__WRITTEN REQUEST 1__
From the forum thread about the dead hazard tree, list every distinct username that posted, each name only once.
__WRITTEN REQUEST 2__
Turn the lines of the records into a numbered list, starting at the first line of the records and ending at the line that contains "[[352, 244, 362, 260], [146, 210, 156, 230]]". Leave out blank lines and the pictures.

__SELECTED EXTRACT__
Begin
# A dead hazard tree



## HILLBILLYREDNEC (Jun 27, 2011)

This tree was supposed get climbed this summer, carpenter ants got the upper hand :hmm3grin2orange: Glad it decide to go when I was not up it :rolleyes2: This tree avoided major property damage which is lucky for the home owner.

YouTube - ‪Hazard Tree Cleanup‬&rlm;


----------



## RacerX (Jul 4, 2011)

That's a lot of saw (32") for such a small tree. :msp_smile:


----------



## HILLBILLYREDNEC (Jul 9, 2011)

The MS 460 was the only saw I had available the day I was cleaning up. It was a little cumbersome to swing.


----------



## Whiteman (Jul 9, 2011)

So that is you in the video?


----------



## HILLBILLYREDNEC (Jul 9, 2011)

Yes this is me. The ground was rough and there was a lot holes where the tree fell, made footing unsafe.


----------



## Sagetown (Jul 9, 2011)

When I was younger I'd fight with the saw to get every bit out of the chain. I can't do it anymore though. I'd rather put on another chain. That way I get to rest a little. Enjoyed the Video.


----------



## Metals406 (Jul 9, 2011)

Wasn't your handle on here highcountrytimber once upon a time?


----------



## Metals406 (Jul 9, 2011)

*Correction:* It was "Superfire" right? Why the name/account change?

http://www.arboristsite.com/member.php?u=14414


----------



## 2dogs (Jul 9, 2011)

Your name should be "Plumber's Butt", or maybe "What is a Depth Guage".


----------



## CNBTreeTrimming (Jul 9, 2011)

Not to be mean, but I sure wouldn't have posted a video like that. Thanks for the laugh though as you bout lost the saw on the bottom of the cut.
End
__AVAILABLE RECORDS__
Begin
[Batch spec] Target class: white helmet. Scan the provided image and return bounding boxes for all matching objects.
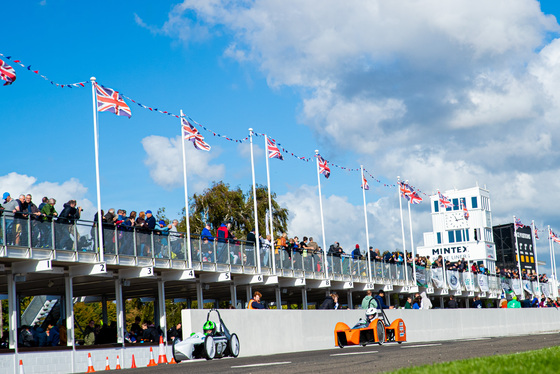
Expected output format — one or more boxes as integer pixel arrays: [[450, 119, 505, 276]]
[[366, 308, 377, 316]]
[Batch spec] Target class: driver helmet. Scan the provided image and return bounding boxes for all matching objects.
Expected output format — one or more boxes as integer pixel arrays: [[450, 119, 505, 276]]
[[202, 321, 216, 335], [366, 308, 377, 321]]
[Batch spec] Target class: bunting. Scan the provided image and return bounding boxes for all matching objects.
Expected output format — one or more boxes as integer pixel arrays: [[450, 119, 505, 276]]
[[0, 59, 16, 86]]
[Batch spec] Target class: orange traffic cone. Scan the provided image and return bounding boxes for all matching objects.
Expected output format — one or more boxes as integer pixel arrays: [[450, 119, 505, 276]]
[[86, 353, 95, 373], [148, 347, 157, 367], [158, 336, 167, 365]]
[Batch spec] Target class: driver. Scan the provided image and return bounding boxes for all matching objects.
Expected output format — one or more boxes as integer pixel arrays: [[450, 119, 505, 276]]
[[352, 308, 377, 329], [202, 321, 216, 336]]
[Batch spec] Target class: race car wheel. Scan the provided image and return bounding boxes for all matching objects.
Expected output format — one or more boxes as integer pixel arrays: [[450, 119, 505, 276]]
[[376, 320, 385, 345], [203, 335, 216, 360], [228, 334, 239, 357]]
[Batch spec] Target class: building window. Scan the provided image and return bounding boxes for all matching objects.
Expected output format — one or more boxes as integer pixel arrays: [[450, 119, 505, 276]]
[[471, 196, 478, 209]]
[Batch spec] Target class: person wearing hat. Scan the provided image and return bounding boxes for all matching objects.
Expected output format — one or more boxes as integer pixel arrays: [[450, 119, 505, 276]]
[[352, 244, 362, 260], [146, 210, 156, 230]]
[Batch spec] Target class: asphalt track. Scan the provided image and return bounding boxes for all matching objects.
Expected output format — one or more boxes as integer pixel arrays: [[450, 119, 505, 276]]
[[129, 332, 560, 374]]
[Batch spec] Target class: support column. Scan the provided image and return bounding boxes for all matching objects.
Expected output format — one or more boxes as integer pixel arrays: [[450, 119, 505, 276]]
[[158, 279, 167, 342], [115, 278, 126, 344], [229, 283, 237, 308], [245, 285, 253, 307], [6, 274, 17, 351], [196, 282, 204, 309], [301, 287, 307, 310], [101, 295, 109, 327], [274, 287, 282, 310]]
End
__EXERCISE RESULT 1__
HILLBILLYREDNEC, RacerX, Whiteman, Sagetown, Metals406, 2dogs, CNBTreeTrimming

__EXERCISE RESULT 2__
1. [Batch spec] Target class: white helmet. Scan the provided image and return bounding boxes for all matching objects.
2. Expected output format — one or more boxes as integer pixel arrays: [[450, 119, 505, 276]]
3. [[366, 308, 377, 316]]
4. [Batch spec] Target class: driver helmet. Scan the provided image and return bounding boxes for all matching objects.
5. Expected output format — one or more boxes as integer pixel arrays: [[450, 119, 505, 276]]
6. [[202, 321, 216, 335], [366, 308, 377, 321]]
7. [Batch spec] Target class: bunting. Scan the provided image and return bounding boxes for all matching objects.
8. Expected output format — one or more boxes as integer pixel arrays: [[450, 119, 505, 276]]
9. [[0, 59, 16, 86]]
10. [Batch spec] Target class: orange traffic cone. Scan the provided image and return bounding boxes for all matching objects.
11. Expected output format — one or more boxes as integer pixel arrays: [[450, 119, 505, 276]]
12. [[86, 353, 95, 373], [148, 347, 157, 367], [158, 336, 167, 365]]
13. [Batch spec] Target class: driver. Scan the provided image and return bounding boxes for all matching objects.
14. Expected output format — one or more boxes as integer pixel arrays: [[450, 119, 505, 276]]
15. [[352, 308, 377, 329], [202, 321, 216, 336]]
16. [Batch spec] Target class: race car wheel. Scan the provided image and return bounding boxes for all matching objects.
17. Expected output format — one or more boxes as integer pixel arrays: [[450, 119, 505, 276]]
18. [[376, 320, 385, 345], [203, 335, 216, 360], [228, 334, 239, 357]]
19. [Batch spec] Target class: building window. Scan the provided image and return bounding boxes for all matching objects.
20. Expected output format — one or more boxes as integer pixel arrays: [[450, 119, 505, 276]]
21. [[471, 196, 478, 209]]
22. [Batch spec] Target class: person wearing hat. Scan the provided image and return bounding boxes for all matching objects.
23. Expected output format — one or more boxes as integer pixel arrays: [[450, 119, 505, 276]]
24. [[352, 244, 362, 260], [146, 210, 156, 230]]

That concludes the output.